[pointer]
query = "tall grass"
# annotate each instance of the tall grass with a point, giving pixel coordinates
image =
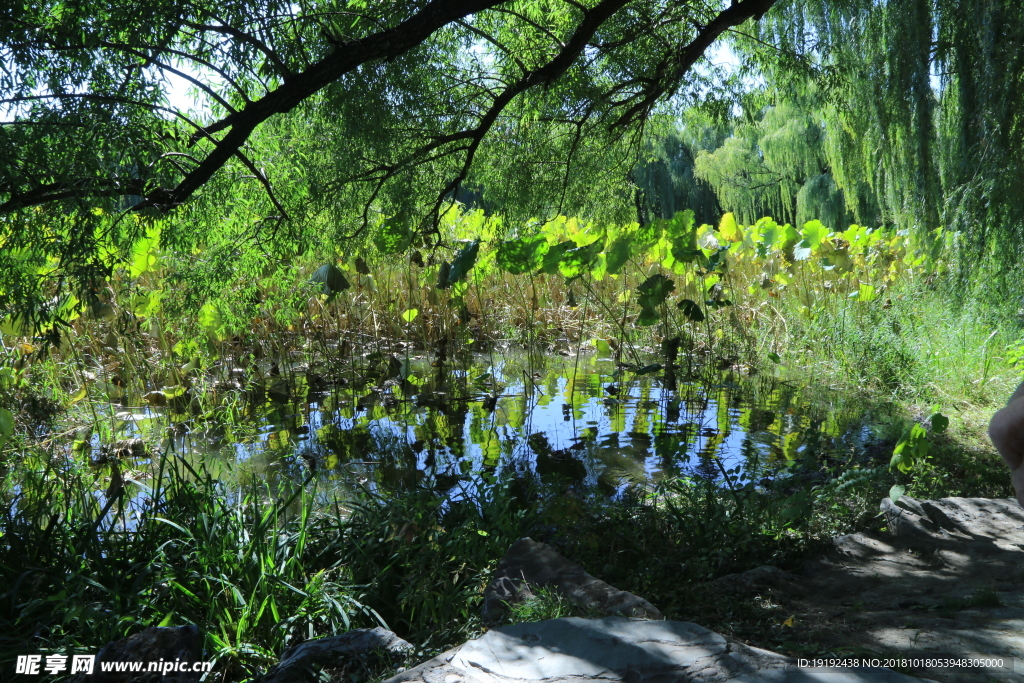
(81, 567)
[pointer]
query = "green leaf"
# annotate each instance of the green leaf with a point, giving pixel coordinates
(550, 264)
(648, 315)
(619, 253)
(646, 370)
(394, 236)
(814, 233)
(692, 310)
(653, 291)
(681, 224)
(331, 279)
(464, 261)
(901, 461)
(728, 228)
(896, 493)
(523, 255)
(576, 261)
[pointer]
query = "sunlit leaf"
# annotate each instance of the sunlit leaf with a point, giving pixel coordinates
(393, 236)
(691, 310)
(523, 255)
(619, 253)
(653, 291)
(896, 493)
(463, 262)
(728, 228)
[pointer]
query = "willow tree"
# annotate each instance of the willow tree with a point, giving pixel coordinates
(397, 103)
(924, 100)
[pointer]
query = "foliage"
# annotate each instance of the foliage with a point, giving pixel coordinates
(169, 547)
(304, 117)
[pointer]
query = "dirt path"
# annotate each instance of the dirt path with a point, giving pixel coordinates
(945, 581)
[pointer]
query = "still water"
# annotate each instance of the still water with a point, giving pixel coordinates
(572, 421)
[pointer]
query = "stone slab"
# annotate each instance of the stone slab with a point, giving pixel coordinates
(617, 649)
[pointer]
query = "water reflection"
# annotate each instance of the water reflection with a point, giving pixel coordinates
(579, 422)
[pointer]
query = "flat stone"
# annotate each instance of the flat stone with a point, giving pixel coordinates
(153, 644)
(530, 563)
(617, 649)
(303, 663)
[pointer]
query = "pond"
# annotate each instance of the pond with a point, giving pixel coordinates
(572, 421)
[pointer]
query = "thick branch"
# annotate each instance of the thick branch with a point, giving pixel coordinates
(671, 71)
(384, 45)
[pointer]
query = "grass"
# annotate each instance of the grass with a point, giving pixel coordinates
(259, 565)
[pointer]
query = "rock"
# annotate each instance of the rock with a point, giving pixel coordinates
(530, 563)
(611, 649)
(152, 645)
(304, 662)
(945, 582)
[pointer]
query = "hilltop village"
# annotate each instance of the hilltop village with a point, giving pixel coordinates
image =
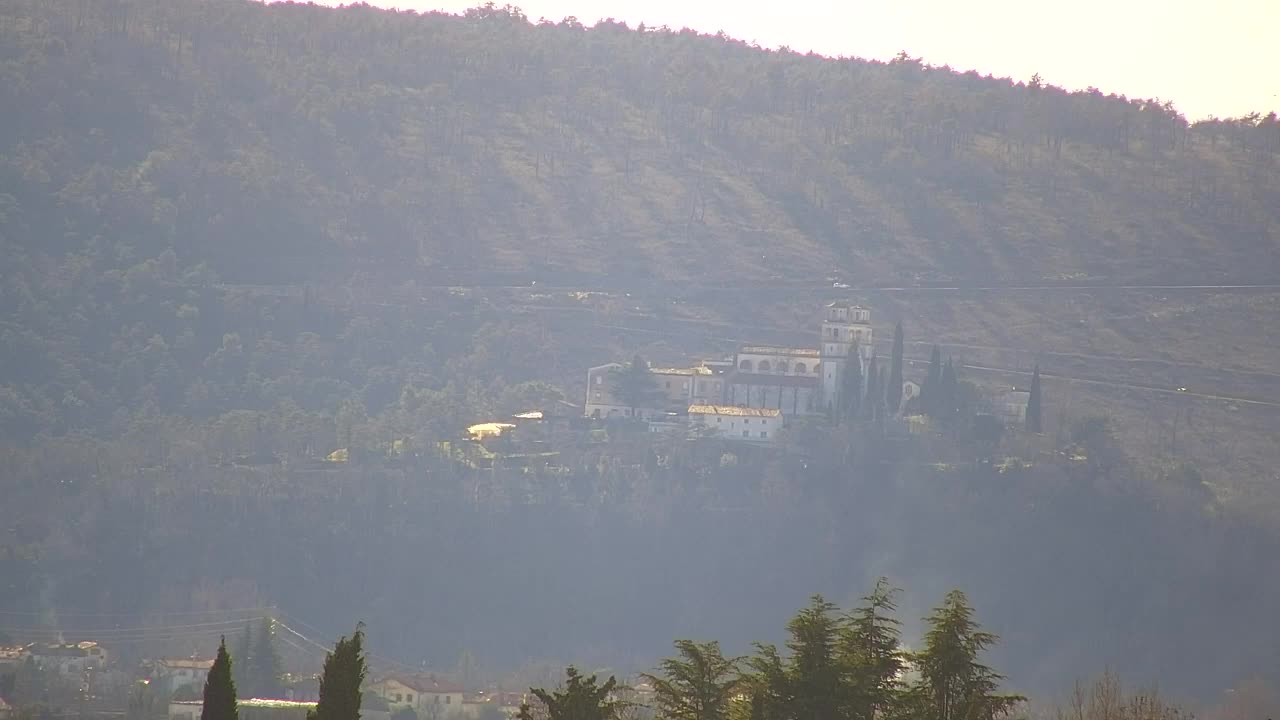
(760, 388)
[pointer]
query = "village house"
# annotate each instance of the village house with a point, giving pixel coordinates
(430, 697)
(170, 675)
(795, 381)
(754, 424)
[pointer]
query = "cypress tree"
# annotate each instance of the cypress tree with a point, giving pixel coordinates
(894, 392)
(220, 689)
(954, 684)
(871, 655)
(242, 668)
(932, 383)
(851, 386)
(1033, 405)
(265, 670)
(339, 683)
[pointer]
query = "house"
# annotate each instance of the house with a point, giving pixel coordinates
(173, 674)
(1010, 406)
(426, 695)
(754, 424)
(69, 659)
(506, 703)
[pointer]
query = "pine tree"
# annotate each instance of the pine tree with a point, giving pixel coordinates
(220, 689)
(871, 656)
(813, 671)
(874, 392)
(1033, 405)
(954, 684)
(339, 683)
(636, 387)
(698, 684)
(265, 670)
(894, 392)
(851, 386)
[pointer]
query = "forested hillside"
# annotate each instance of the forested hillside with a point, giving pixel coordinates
(231, 232)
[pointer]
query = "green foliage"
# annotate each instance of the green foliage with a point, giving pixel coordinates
(636, 387)
(339, 684)
(952, 683)
(219, 700)
(581, 698)
(894, 393)
(698, 684)
(1034, 423)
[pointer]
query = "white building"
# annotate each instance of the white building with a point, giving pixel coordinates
(174, 674)
(755, 424)
(844, 327)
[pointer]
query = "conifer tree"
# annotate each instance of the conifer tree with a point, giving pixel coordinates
(874, 392)
(931, 388)
(581, 698)
(698, 684)
(339, 683)
(894, 392)
(954, 684)
(243, 662)
(813, 671)
(851, 386)
(1033, 405)
(219, 689)
(871, 655)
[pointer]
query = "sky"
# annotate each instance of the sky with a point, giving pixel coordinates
(1211, 57)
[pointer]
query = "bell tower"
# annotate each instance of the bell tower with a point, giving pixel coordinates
(844, 327)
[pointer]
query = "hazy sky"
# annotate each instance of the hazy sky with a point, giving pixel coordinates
(1220, 58)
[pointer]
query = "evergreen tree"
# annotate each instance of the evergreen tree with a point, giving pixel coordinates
(265, 670)
(894, 392)
(243, 662)
(813, 671)
(871, 655)
(219, 688)
(339, 683)
(851, 386)
(954, 684)
(698, 684)
(581, 698)
(949, 391)
(636, 387)
(1033, 405)
(874, 392)
(931, 388)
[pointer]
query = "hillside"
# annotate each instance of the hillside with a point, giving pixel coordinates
(238, 237)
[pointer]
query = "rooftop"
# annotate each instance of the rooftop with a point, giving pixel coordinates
(776, 350)
(698, 370)
(734, 410)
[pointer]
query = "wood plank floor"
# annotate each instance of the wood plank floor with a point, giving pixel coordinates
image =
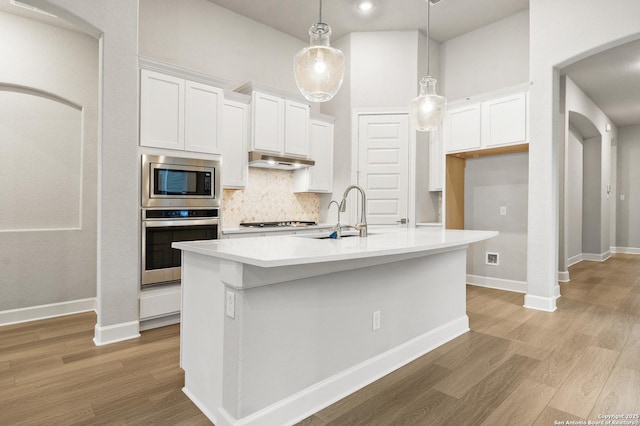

Instructions for the task: Show every line in the entries above that contains the word "leaf", matching its case exactly.

Result below:
query = "green leaf"
# annotate each instance of the green leaf with a point, giving pixel coordinates
query = "sunlit leaf"
# annotate each instance of the sunlit leaf with a point, giving pixel coordinates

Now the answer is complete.